- **Stated goal**
Reproduce the stretch of the passage on New Zealand Oscar nominees from "While Weta colleague" through "and the Wardrobe.", word for word.

start Source passage

Many - like Peter Jackson who is nominated as the producer of best picture candidate District 9 - are rank outsiders.
For some, it's the cause of friendly rivalry with competing nominations on the sci-fi hits Avatar and District 9. The movies are up against each other in the best picture, editing and visual effects categories.
For Avatar, the Weta Digital team of Joe Letteri, Stephen Rosenbaum Richard Baneham and Andrew R Jones are collectively nominated for best visual effects.
While Weta colleague Matt Aitken represents the internationally shared visual effect work on District 9, a film initiated by Jackson and partner Fran Walsh after production on a planned film of hit videogame Halo fell apart due to Hollywood studio politics.
Other New Zealanders to feature in Avatar's haul of Oscar nods include veteran sound recordist Tony Johnson and set decorator Kim Sinclair who feature in the team nominations for best sound mixing and best art direction respectively. It's Johnson's second nomination after his one for his work on 2005's The Chronicles of Narnia: The Lion, the Witch and the Wardrobe.

end Source passage
start Rows

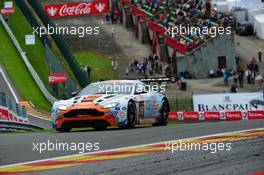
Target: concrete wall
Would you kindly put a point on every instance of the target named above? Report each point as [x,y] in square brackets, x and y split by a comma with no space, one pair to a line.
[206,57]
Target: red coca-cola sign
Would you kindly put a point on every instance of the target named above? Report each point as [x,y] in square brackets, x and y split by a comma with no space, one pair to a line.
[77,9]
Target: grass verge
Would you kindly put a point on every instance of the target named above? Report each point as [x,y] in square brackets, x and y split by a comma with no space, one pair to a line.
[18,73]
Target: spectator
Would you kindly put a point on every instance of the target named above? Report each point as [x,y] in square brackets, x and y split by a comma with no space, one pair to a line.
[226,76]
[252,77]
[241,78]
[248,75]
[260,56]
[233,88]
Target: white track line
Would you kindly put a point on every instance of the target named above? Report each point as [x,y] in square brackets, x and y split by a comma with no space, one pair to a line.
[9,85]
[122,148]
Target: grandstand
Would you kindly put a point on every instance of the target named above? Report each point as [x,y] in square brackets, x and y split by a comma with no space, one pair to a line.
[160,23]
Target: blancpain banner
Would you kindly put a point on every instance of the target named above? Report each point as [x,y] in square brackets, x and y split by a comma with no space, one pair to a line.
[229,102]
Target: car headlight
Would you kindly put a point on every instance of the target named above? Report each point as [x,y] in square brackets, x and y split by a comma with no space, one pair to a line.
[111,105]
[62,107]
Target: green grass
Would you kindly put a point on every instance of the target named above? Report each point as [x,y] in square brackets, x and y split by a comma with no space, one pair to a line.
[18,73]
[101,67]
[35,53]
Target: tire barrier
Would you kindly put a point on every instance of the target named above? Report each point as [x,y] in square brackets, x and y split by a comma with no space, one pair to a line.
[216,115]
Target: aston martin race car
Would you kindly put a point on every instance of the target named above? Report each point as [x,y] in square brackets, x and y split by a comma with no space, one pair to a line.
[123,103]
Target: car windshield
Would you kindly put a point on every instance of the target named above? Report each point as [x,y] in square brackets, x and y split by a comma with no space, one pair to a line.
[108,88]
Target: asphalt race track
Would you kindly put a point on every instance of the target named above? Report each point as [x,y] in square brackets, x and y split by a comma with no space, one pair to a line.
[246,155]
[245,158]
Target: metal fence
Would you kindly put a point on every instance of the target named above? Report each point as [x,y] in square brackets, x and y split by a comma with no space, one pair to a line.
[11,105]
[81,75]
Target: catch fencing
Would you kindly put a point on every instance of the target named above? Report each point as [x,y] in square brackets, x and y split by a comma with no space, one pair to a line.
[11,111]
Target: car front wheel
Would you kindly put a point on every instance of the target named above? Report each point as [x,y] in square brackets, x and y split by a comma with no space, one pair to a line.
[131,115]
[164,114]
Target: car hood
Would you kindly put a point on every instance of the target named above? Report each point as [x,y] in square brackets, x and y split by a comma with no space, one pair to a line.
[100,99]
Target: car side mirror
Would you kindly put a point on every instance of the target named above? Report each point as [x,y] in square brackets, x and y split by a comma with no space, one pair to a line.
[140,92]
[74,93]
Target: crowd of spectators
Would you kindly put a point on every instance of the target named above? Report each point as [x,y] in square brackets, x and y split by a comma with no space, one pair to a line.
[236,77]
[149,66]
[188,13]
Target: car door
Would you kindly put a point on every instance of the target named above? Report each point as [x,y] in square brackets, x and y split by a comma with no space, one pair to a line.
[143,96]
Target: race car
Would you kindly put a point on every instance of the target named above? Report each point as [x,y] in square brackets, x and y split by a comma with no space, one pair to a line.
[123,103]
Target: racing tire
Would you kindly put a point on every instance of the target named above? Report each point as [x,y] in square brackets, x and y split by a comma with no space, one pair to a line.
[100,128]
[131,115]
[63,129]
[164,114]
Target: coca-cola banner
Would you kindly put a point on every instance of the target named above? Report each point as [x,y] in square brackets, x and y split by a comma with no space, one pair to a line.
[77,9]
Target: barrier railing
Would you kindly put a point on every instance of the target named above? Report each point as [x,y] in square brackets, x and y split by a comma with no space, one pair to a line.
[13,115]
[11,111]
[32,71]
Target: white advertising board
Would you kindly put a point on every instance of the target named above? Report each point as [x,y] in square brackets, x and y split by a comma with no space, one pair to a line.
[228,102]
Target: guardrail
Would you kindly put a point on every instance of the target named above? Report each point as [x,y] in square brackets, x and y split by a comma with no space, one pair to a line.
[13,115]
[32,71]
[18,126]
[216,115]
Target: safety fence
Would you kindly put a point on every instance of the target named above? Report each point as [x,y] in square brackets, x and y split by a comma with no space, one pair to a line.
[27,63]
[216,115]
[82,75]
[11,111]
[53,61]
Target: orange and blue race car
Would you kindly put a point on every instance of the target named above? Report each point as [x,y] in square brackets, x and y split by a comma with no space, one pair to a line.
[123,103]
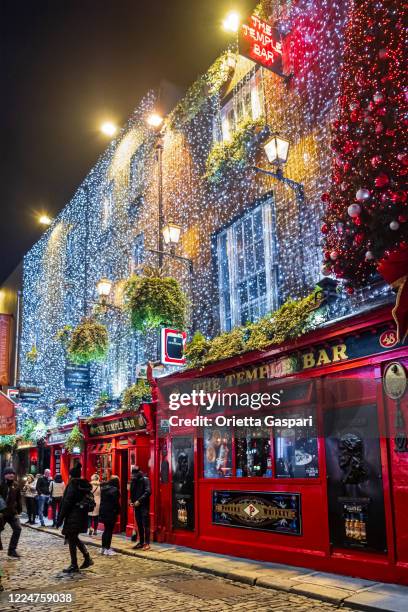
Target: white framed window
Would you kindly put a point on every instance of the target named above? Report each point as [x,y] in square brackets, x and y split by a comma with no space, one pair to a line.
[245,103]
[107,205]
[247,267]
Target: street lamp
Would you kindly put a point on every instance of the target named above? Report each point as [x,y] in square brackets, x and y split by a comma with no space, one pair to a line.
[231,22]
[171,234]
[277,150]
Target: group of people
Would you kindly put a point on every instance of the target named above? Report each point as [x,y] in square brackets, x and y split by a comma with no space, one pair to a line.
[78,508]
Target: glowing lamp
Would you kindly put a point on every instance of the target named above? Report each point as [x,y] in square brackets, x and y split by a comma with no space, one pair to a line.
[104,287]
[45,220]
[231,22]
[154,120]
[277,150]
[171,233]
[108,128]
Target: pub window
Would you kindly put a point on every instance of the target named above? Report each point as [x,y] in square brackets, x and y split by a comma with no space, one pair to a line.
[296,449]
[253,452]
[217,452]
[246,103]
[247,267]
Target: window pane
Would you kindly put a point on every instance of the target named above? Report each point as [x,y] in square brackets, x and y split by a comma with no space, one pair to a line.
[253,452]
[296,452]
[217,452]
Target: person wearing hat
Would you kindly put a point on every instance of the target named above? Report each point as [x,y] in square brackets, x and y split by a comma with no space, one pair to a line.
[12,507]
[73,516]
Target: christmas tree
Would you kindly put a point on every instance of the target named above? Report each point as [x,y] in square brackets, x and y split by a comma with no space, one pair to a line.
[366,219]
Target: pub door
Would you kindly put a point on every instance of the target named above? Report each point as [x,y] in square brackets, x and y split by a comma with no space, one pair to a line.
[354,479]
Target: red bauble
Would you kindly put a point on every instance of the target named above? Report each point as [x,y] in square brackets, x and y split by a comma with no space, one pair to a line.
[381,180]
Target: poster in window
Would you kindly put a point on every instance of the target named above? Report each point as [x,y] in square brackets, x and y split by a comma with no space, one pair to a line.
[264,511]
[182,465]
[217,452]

end Rows

- **Answer to the problem**
While Weta colleague Matt Aitken represents the internationally shared visual effect work on District 9, a film initiated by Jackson and partner Fran Walsh after production on a planned film of hit videogame Halo fell apart due to Hollywood studio politics.
Other New Zealanders to feature in Avatar's haul of Oscar nods include veteran sound recordist Tony Johnson and set decorator Kim Sinclair who feature in the team nominations for best sound mixing and best art direction respectively. It's Johnson's second nomination after his one for his work on 2005's The Chronicles of Narnia: The Lion, the Witch and the Wardrobe.